WHAT NEEDS TO BE DONE:
Your task is to repeat exactly the lines below between the line holding "Where can you see the cow nostril?" and the line holding "Where can you see the dirt", inclusive, and only those.

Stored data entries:
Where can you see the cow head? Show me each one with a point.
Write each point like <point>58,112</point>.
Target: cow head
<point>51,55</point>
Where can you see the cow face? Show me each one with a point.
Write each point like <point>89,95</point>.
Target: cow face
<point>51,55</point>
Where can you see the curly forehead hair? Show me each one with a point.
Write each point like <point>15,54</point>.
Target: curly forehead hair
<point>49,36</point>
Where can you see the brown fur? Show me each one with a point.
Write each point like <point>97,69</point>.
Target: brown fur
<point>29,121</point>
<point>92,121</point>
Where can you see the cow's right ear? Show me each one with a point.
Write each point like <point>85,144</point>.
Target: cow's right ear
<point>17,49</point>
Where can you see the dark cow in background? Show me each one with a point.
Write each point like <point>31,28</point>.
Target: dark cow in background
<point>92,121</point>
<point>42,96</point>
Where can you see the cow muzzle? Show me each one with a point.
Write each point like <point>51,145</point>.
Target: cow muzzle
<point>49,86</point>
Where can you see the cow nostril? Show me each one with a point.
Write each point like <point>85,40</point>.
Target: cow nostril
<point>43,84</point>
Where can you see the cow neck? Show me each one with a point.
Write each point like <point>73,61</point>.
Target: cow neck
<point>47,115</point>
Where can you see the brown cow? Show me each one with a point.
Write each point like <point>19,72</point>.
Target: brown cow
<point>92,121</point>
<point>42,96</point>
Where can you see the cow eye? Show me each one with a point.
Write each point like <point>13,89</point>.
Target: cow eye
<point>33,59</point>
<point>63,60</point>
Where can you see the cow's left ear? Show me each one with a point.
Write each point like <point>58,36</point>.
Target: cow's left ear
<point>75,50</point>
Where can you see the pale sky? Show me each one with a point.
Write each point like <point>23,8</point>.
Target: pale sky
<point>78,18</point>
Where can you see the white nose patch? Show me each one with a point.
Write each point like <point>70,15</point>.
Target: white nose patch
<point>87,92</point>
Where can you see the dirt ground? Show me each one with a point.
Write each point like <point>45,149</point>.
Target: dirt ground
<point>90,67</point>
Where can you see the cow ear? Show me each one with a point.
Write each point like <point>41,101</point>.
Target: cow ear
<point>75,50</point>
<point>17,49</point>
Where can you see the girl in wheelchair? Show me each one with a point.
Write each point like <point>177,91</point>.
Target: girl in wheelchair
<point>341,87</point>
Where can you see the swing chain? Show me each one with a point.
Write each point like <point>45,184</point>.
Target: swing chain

EXPECTED ANSWER:
Where can you see the cow nostril? Show me each one with a point.
Write each point like <point>85,40</point>.
Target: cow nostril
<point>43,84</point>
Where can you see the cow neck? Show me each one with a point.
Write each point like <point>73,61</point>.
Target: cow neck
<point>47,115</point>
Where can you see the brown cow? Show me each one with a point.
Write each point like <point>19,72</point>.
Target: brown cow
<point>92,121</point>
<point>42,96</point>
Where can you see the cow eye? Show me each one with a point.
Write each point like <point>13,89</point>.
Target: cow eye
<point>33,59</point>
<point>63,60</point>
Where can you see the cow's left ear? Show me each one with a point.
Write each point like <point>58,36</point>.
Target: cow's left ear
<point>75,50</point>
Where can you see the pale sky? Show me each one with a point.
Write each point like <point>23,8</point>.
Target: pale sky
<point>78,18</point>
Where can you see the white nose patch? Show me each one with a point.
Write each point like <point>70,15</point>.
Target: white nose patch
<point>87,92</point>
Where can you see the dirt ground? Show me each one with a point.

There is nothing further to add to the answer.